-------- Source excerpt

In [1]:
# Raw Interactions: User-id, Recipe-id, Rating Given, Date of Interaction

# (Recipe id, User Id) = recipe rating given by user

In [2]:
import pandas as pd

data_df = pd.read_csv('./interactions_train.csv', sep=',', skiprows=[0], engine='python', names=["UserID", "RecipeID", "Date", "Rating", "u", "i"])
data_df.head()

Unnamed: 0,UserID,RecipeID,Date,Rating,u,i
0,2046,4684,2000-02-25,5.0,22095,44367
1,2046,517,2000-02-25,5.0,22095,87844
2,1773,7435,2000-03-13,5.0,24732,138181
3,1773,278,2000-03-13,4.0,24732,93054
4,2046,3431,2000-04-07,5.0,22095,101723


In [3]:
print('recipe num = ' + str(len(data_df['RecipeID'].unique())))
print('user num = ' + str(len(data_df['UserID'].unique())))
print('rating num = ' + str(len(data_df)))

recipe num = 160901
user num = 25076
rating num = 698901


In [4]:
import pandas as pd
import numpy as np
from scipy.sparse import coo_matrix

# First, generate dictionaries for mapping old id to new id for users and recipes
unique_RecipeID = data_df['RecipeID'].unique()
unique_UserID = data_df['UserID'].unique()
j = 0
user_old2new_id_dict = dict()
for u in unique_UserID:
    user_old2new_id_dict[u] = j
    j += 1
j = 0
recipe_old2new_id_dict = dict()
for i in unique_RecipeID:
    recipe_old2new_id_dict[i] = j
    j += 1
    
# Then, use the generated dictionaries to reindex UserID and RecipeID in the data_df
for j in range(len(data_df)):
    data_df.at[j, 'UserID'] = user_old2new_id_dict[data_df.at[j, 'UserID']]
    data_df.at[j, 'RecipeID'] = recipe_old2new_id_dict[data_df.at[j, 'RecipeID']]


In [5]:
from scipy.sparse import coo_matrix
data_df = data_df[0:250000]
num_user = len(data_df['UserID'].unique())

----------------

Problem set:
1. Quote the recipe ratings notebook from "# Then, use" to "num_user = len(data_df['UserID'].unique())".
2. How many unique users does the recipe ratings notebook report in the interaction data?
Rely only on the recipe ratings notebook above.

-------- Raw data

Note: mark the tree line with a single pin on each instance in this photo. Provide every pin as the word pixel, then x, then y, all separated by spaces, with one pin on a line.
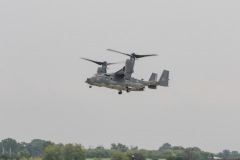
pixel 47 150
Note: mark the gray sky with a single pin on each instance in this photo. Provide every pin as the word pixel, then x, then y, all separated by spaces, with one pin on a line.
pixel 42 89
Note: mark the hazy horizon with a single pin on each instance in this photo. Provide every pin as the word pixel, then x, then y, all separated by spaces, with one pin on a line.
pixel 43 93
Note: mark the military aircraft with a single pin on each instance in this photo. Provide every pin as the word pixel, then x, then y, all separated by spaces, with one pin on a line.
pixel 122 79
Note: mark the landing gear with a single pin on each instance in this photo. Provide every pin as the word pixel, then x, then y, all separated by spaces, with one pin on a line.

----------------
-------- Raw data

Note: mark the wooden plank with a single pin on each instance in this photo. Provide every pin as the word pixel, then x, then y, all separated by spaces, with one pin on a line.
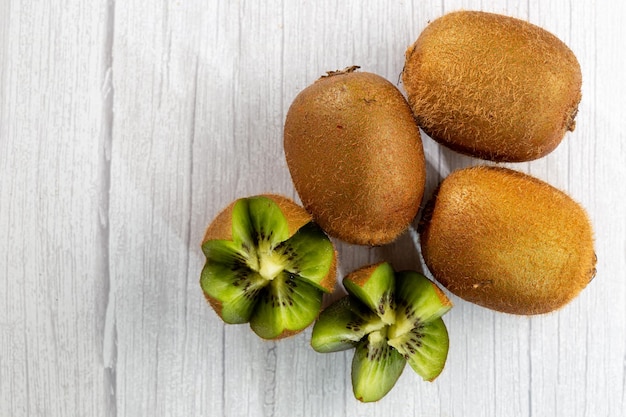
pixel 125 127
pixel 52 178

----------------

Answers for this exercise:
1.
# Then, use the generated dictionaries to reindex UserID and RecipeID in the data_df
for j in range(len(data_df)):
    data_df.at[j, 'UserID'] = user_old2new_id_dict[data_df.at[j, 'UserID']]
    data_df.at[j, 'RecipeID'] = recipe_old2new_id_dict[data_df.at[j, 'RecipeID']]


In [5]:
from scipy.sparse import coo_matrix
data_df = data_df[0:250000]
num_user = len(data_df['UserID'].unique())

2. 25,076